# What to produce:
Write out all of the listing exactly. Add nothing to it.
___ Data supplied
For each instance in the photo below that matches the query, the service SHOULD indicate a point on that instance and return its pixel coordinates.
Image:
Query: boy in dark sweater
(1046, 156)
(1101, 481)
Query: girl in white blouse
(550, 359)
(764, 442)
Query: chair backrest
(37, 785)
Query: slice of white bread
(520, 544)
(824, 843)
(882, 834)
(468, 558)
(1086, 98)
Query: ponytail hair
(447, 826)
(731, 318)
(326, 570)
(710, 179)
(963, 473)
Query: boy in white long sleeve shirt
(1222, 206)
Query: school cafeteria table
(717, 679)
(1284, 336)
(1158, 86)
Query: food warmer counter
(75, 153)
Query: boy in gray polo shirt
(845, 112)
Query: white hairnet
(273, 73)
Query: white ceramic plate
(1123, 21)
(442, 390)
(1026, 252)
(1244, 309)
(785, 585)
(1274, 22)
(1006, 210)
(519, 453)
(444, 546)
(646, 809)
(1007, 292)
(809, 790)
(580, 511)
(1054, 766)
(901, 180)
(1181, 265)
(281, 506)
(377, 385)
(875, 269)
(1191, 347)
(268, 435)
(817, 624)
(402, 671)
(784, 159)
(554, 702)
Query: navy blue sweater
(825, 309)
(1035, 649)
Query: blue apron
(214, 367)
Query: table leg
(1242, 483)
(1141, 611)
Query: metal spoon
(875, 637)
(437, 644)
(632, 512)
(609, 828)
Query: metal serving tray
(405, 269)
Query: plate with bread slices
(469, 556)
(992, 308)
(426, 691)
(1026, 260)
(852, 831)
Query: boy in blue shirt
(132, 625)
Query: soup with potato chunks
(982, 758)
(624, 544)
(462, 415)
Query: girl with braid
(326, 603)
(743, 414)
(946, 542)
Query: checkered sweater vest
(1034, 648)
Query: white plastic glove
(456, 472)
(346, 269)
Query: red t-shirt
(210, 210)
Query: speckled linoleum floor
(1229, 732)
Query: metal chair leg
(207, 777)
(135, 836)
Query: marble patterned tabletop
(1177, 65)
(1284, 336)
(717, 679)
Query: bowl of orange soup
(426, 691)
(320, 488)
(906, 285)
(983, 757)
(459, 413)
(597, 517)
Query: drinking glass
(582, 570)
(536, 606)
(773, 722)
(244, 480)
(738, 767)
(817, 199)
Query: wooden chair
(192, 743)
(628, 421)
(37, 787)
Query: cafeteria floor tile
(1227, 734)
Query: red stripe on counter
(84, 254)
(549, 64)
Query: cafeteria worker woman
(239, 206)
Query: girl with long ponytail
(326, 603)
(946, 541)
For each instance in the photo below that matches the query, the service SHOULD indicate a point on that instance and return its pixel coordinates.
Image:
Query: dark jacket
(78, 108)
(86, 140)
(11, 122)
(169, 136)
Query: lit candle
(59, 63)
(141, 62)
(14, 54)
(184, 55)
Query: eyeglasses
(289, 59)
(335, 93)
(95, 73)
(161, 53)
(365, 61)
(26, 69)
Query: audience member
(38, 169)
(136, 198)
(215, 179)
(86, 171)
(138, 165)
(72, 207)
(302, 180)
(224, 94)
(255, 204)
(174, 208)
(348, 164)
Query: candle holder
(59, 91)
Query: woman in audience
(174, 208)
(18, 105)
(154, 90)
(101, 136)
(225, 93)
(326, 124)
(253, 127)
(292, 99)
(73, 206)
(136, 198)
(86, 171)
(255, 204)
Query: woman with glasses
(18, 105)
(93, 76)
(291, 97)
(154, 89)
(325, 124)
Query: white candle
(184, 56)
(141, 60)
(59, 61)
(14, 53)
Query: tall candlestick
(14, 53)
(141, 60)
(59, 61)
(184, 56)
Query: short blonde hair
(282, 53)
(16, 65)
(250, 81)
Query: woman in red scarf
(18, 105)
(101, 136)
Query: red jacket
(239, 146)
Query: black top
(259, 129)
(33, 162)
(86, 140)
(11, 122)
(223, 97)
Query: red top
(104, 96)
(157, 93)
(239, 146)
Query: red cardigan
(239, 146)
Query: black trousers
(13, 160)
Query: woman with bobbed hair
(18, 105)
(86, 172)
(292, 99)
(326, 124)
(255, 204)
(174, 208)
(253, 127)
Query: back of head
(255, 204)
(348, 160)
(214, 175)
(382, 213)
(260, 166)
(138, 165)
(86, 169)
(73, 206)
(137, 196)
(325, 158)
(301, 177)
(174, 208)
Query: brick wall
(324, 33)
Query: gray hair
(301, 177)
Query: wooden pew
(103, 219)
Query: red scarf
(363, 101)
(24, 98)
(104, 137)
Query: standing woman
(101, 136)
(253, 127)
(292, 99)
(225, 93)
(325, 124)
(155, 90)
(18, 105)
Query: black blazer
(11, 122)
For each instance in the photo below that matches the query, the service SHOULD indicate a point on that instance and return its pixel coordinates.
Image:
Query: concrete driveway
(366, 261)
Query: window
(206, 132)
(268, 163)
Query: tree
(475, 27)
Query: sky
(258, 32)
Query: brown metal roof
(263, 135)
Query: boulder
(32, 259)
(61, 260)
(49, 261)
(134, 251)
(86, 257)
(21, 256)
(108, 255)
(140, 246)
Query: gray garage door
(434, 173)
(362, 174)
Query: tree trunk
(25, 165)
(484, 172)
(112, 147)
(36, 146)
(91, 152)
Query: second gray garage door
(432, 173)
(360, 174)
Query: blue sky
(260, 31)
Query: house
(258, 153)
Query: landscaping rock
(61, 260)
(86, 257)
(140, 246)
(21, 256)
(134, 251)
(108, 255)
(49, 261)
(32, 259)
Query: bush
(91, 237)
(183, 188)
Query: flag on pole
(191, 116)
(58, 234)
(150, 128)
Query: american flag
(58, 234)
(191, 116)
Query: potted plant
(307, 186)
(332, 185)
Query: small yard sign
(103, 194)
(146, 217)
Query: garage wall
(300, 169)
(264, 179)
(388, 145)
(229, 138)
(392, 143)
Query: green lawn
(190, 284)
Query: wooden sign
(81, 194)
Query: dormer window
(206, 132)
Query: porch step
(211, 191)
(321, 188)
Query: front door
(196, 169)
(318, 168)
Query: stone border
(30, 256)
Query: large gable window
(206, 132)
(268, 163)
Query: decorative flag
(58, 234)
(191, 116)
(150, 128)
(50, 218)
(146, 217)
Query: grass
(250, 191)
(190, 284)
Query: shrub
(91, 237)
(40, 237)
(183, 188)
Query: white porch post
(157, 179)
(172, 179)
______
# Solution to this problem:
For each instance in the photo below that matches the query, the service SHOULD indicate a point on that instance and return its pixel coordinates.
Image:
Query: boy in dark sweater
(1046, 156)
(1101, 481)
Query: girl in white blouse
(550, 359)
(764, 442)
Query: chair backrest
(37, 785)
Query: slice of white bread
(520, 544)
(824, 843)
(882, 834)
(468, 558)
(1086, 98)
Query: ponytail hair
(447, 826)
(731, 318)
(326, 570)
(710, 179)
(963, 473)
Query: boy in white long sleeve shirt
(1222, 206)
Query: school cafeteria table
(717, 679)
(1284, 336)
(1158, 86)
Query: food warmer counter
(75, 153)
Query: boy in gray polo shirt
(845, 112)
Query: white hairnet
(273, 73)
Query: white ceramic plate
(1123, 21)
(442, 390)
(1026, 252)
(1244, 309)
(785, 585)
(1274, 22)
(1006, 210)
(519, 453)
(444, 546)
(646, 809)
(1007, 292)
(809, 790)
(580, 511)
(1054, 766)
(901, 180)
(1181, 265)
(281, 506)
(377, 385)
(875, 269)
(1191, 347)
(268, 435)
(817, 624)
(402, 671)
(784, 159)
(554, 702)
Query: navy blue sweater
(825, 309)
(1035, 649)
Query: blue apron
(214, 367)
Query: table leg
(1242, 483)
(1141, 611)
Query: metal spoon
(875, 637)
(437, 644)
(632, 512)
(609, 828)
Query: metal serving tray
(405, 269)
Query: plate with bread slices
(469, 556)
(992, 308)
(426, 691)
(1026, 260)
(852, 831)
Query: boy in blue shirt
(132, 625)
Query: soup with potato chunks
(982, 758)
(624, 544)
(462, 415)
Query: girl with braid
(326, 603)
(743, 414)
(946, 542)
Query: checkered sweater vest
(1034, 648)
Query: white plastic glove
(456, 472)
(346, 269)
Query: red t-shirt
(210, 210)
Query: speckled linoleum floor
(1229, 732)
Query: metal chair leg
(207, 777)
(135, 836)
Query: marble patterned tabletop
(1177, 65)
(1284, 336)
(717, 679)
Query: bowl of orange soup
(426, 691)
(320, 488)
(906, 285)
(983, 757)
(459, 413)
(597, 517)
Query: drinking glass
(582, 570)
(536, 606)
(773, 722)
(244, 480)
(738, 767)
(817, 199)
Query: wooden chair
(192, 743)
(628, 421)
(37, 787)
Query: cafeteria floor tile
(1227, 734)
Query: red stripe on counter
(84, 254)
(549, 64)
Query: cafeteria worker woman
(239, 206)
Query: girl with long ponytail
(326, 603)
(946, 541)
For each instance in the photo below that matches the query, the service SHOULD indicate a point on that instance and return its pixel coordinates.
Image:
Query: dark jacket
(78, 108)
(86, 140)
(11, 122)
(169, 136)
Query: lit candle
(59, 63)
(141, 62)
(14, 54)
(184, 55)
Query: eyeglasses
(289, 59)
(335, 93)
(95, 73)
(161, 53)
(365, 61)
(26, 69)
Query: audience member
(38, 169)
(136, 198)
(215, 179)
(86, 171)
(138, 165)
(72, 207)
(302, 180)
(224, 94)
(255, 204)
(174, 208)
(348, 164)
Query: candle holder
(59, 91)
Query: woman in audience
(174, 208)
(18, 105)
(154, 90)
(101, 136)
(225, 93)
(326, 124)
(253, 127)
(292, 99)
(73, 206)
(136, 198)
(86, 171)
(255, 204)
Query: woman with glasses
(18, 105)
(93, 76)
(291, 97)
(154, 89)
(325, 124)
Query: white candle
(184, 56)
(141, 60)
(59, 61)
(14, 53)
Query: tall candlestick
(14, 53)
(141, 60)
(59, 61)
(184, 56)
Query: short blonde hair
(282, 53)
(16, 65)
(250, 81)
Query: woman in red scarf
(18, 105)
(101, 136)
Query: red jacket
(239, 146)
Query: black top
(259, 129)
(33, 162)
(86, 140)
(11, 122)
(223, 97)
Query: red top
(104, 96)
(157, 93)
(239, 146)
Query: red cardigan
(239, 146)
Query: black trousers
(13, 160)
Query: woman with bobbed hair
(18, 105)
(86, 172)
(292, 99)
(326, 124)
(255, 204)
(174, 208)
(253, 127)
Query: back of head
(255, 204)
(348, 160)
(214, 175)
(382, 213)
(260, 166)
(138, 165)
(86, 169)
(73, 206)
(137, 196)
(325, 158)
(301, 177)
(174, 208)
Query: brick wall
(324, 33)
Query: gray hair
(301, 177)
Query: wooden pew
(103, 219)
Query: red scarf
(363, 101)
(24, 98)
(104, 137)
Query: standing woman
(101, 136)
(253, 127)
(292, 99)
(225, 93)
(325, 124)
(155, 90)
(18, 105)
Query: black blazer
(11, 122)
For each instance in the photo below that matches the query, the service SHOULD indicate a point on that instance and return its pixel coordinates.
Image:
Query: concrete driveway
(366, 261)
Query: window
(206, 132)
(268, 163)
Query: tree
(475, 27)
Query: sky
(258, 32)
Query: brown metal roof
(263, 135)
Query: boulder
(32, 259)
(61, 260)
(49, 261)
(134, 251)
(86, 257)
(21, 256)
(108, 255)
(140, 246)
Query: gray garage door
(434, 173)
(362, 174)
Query: tree trunk
(25, 165)
(484, 172)
(112, 147)
(36, 146)
(91, 152)
Query: second gray garage door
(432, 173)
(360, 174)
Query: blue sky
(260, 31)
Query: house
(258, 153)
Query: landscaping rock
(61, 260)
(86, 257)
(140, 246)
(21, 256)
(134, 251)
(108, 255)
(49, 261)
(32, 259)
Query: bush
(91, 237)
(183, 188)
Query: flag on pole
(191, 116)
(58, 234)
(150, 128)
Query: american flag
(58, 234)
(191, 116)
Query: potted plant
(307, 186)
(332, 185)
Query: small yard sign
(103, 194)
(146, 217)
Query: garage wall
(300, 169)
(264, 179)
(388, 145)
(229, 138)
(392, 143)
Query: green lawn
(190, 284)
Query: wooden sign
(81, 194)
Query: dormer window
(206, 132)
Query: porch step
(211, 191)
(321, 188)
Query: front door
(196, 169)
(318, 168)
Query: stone border
(30, 256)
Query: large gable window
(206, 132)
(268, 163)
Query: decorative flag
(58, 234)
(191, 116)
(150, 128)
(50, 218)
(146, 217)
Query: grass
(250, 191)
(190, 284)
Query: shrub
(91, 237)
(40, 237)
(183, 188)
Query: white porch post
(157, 179)
(172, 179)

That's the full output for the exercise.